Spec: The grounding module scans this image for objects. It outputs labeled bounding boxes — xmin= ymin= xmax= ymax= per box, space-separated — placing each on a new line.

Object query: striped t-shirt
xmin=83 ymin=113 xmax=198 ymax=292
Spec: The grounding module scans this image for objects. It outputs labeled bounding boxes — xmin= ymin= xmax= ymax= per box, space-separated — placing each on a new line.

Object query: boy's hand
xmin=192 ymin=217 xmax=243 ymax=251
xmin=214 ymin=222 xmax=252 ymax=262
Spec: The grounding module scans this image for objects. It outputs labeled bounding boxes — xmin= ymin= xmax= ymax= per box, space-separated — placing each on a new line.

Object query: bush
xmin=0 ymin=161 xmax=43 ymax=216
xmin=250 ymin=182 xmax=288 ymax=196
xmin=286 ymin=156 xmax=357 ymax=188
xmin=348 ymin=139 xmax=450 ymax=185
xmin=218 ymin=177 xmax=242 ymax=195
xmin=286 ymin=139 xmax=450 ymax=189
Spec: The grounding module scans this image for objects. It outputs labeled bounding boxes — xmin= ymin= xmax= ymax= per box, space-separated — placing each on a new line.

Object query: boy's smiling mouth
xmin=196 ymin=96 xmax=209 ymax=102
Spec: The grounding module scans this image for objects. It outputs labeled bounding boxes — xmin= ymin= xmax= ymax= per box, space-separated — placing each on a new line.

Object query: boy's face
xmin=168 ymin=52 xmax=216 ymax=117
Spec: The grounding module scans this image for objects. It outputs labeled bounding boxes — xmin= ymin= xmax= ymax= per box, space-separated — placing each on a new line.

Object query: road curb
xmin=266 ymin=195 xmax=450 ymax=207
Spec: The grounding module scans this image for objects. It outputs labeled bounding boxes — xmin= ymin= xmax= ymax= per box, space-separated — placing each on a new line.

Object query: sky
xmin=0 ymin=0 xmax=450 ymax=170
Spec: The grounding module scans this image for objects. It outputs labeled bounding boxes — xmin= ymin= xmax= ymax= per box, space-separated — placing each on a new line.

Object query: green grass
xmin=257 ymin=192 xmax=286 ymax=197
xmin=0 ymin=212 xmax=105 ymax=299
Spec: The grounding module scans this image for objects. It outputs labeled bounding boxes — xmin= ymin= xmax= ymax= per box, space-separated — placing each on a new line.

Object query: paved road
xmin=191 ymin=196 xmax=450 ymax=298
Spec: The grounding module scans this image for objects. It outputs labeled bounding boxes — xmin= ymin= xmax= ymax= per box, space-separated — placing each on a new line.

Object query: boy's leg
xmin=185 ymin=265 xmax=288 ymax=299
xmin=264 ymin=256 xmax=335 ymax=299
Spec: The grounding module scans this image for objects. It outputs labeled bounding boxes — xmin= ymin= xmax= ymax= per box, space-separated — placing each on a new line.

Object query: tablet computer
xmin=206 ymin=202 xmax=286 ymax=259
■ ■ ■ ■ ■ ■ ■
Requirement – Copy the listing above word for word, from its first line to its last.

Solution below –
Spec: The grounding module scans this image for objects. It outputs labeled bounding boxes — xmin= ymin= xmax= ymax= per box, space-separated — placing each on a new line.

Object query: striped t-shirt
xmin=83 ymin=113 xmax=198 ymax=292
Spec: The grounding module scans this image for objects. It outputs labeled bounding boxes — xmin= ymin= xmax= ymax= per box, space-separated — placing each on a new line.

Object query: boy's hand
xmin=192 ymin=217 xmax=243 ymax=251
xmin=214 ymin=222 xmax=252 ymax=262
Spec: The grounding module scans this image for objects. It outputs labeled bounding boxes — xmin= ymin= xmax= ymax= per box, space-separated — placing each on a new line.

Object query: bush
xmin=0 ymin=161 xmax=43 ymax=216
xmin=250 ymin=182 xmax=288 ymax=196
xmin=286 ymin=156 xmax=357 ymax=188
xmin=348 ymin=139 xmax=450 ymax=185
xmin=218 ymin=177 xmax=242 ymax=195
xmin=286 ymin=139 xmax=450 ymax=189
Spec: The grounding module scans this image for objects. It outputs labeled bounding boxes — xmin= ymin= xmax= ymax= per box, space-separated — placing each on a new line.

Object query: boy's smiling mouth
xmin=196 ymin=96 xmax=209 ymax=102
Spec: The grounding module scans this image for objects. It outputs labeled bounding boxes — xmin= ymin= xmax= ymax= per box, space-separated — placing each on a new line.

Object query: boy's face
xmin=168 ymin=52 xmax=216 ymax=117
Spec: The grounding module scans this image for objects. It outputs labeled bounding boxes — xmin= ymin= xmax= ymax= per box, space-separated — placing each on a new line.

Object query: road curb
xmin=266 ymin=195 xmax=450 ymax=207
Spec: The grounding module scans this image for objects. It outputs labeled bounding boxes — xmin= ymin= xmax= ymax= per box, space-separated — placing each on a new line.

Object query: sky
xmin=0 ymin=0 xmax=450 ymax=170
Spec: The grounding module scans this image for objects. It outputs labeled bounding boxes — xmin= ymin= xmax= ymax= per box, space-separated — placing each on a new line.

Object query: green grass
xmin=257 ymin=192 xmax=286 ymax=197
xmin=0 ymin=212 xmax=105 ymax=299
Spec: The grounding module scans this image for objects. It outputs labeled bounding boxes — xmin= ymin= xmax= ymax= per box, space-separated — placing each on a new line.

Object query: paved road
xmin=191 ymin=196 xmax=450 ymax=298
Spec: The grounding module scans this image for objects. It outputs labeled bounding boxes — xmin= ymin= xmax= ymax= per box, space-separated — placing each on a new line.

Object query: boy's leg
xmin=185 ymin=265 xmax=288 ymax=299
xmin=264 ymin=256 xmax=335 ymax=299
Spec: The grounding module scans this image for objects. It outputs labeled bounding boxes — xmin= ymin= xmax= ymax= per box, space-separated — placing each on a new line.

Object query: tablet computer
xmin=206 ymin=202 xmax=286 ymax=259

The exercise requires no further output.